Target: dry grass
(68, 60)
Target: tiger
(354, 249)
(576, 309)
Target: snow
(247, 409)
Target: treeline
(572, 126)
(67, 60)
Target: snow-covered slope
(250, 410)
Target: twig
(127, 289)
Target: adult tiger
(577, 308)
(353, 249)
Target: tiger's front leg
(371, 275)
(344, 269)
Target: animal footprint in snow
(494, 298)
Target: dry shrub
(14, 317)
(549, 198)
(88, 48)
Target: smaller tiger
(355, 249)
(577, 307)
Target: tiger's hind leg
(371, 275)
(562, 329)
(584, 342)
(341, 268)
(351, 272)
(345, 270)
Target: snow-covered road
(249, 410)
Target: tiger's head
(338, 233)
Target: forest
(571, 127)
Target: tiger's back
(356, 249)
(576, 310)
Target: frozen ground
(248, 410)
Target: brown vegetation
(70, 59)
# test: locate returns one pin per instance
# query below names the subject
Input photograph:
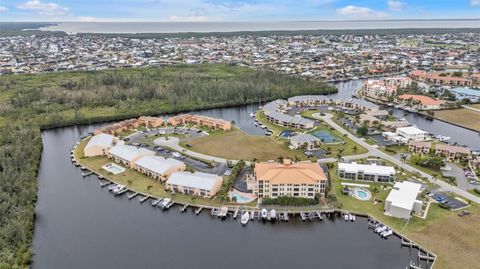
-=-=-
▶ [PROBLEM DETAILS] Can you revise all of the data above so that every "tiger" becomes "leopard", with nothing else changed? Leave the pictures out of your answer.

▶ [CORRECT RESULT]
Target: dry grass
(68, 60)
Target: leopard
(354, 249)
(576, 309)
Target: snow
(247, 409)
Target: treeline
(572, 126)
(67, 60)
Target: snow-covered slope
(250, 410)
Target: twig
(127, 289)
Target: adult leopard
(577, 308)
(353, 249)
Target: leopard's front leg
(371, 275)
(344, 269)
Target: animal footprint in snow
(494, 298)
Target: dry shrub
(14, 317)
(549, 198)
(88, 48)
Target: smaller leopard
(355, 249)
(577, 307)
Target: leopard's hind leg
(371, 275)
(562, 329)
(584, 342)
(341, 268)
(351, 272)
(345, 270)
Target: snow-covered road
(249, 410)
Target: leopard's head
(338, 233)
Target: forest
(571, 127)
Target: leopard's back
(356, 249)
(576, 310)
Target: frozen ground
(248, 410)
Target: brown vegetation
(70, 59)
# test: locate returns one pin per instance
# query below names the subject
Input photograph:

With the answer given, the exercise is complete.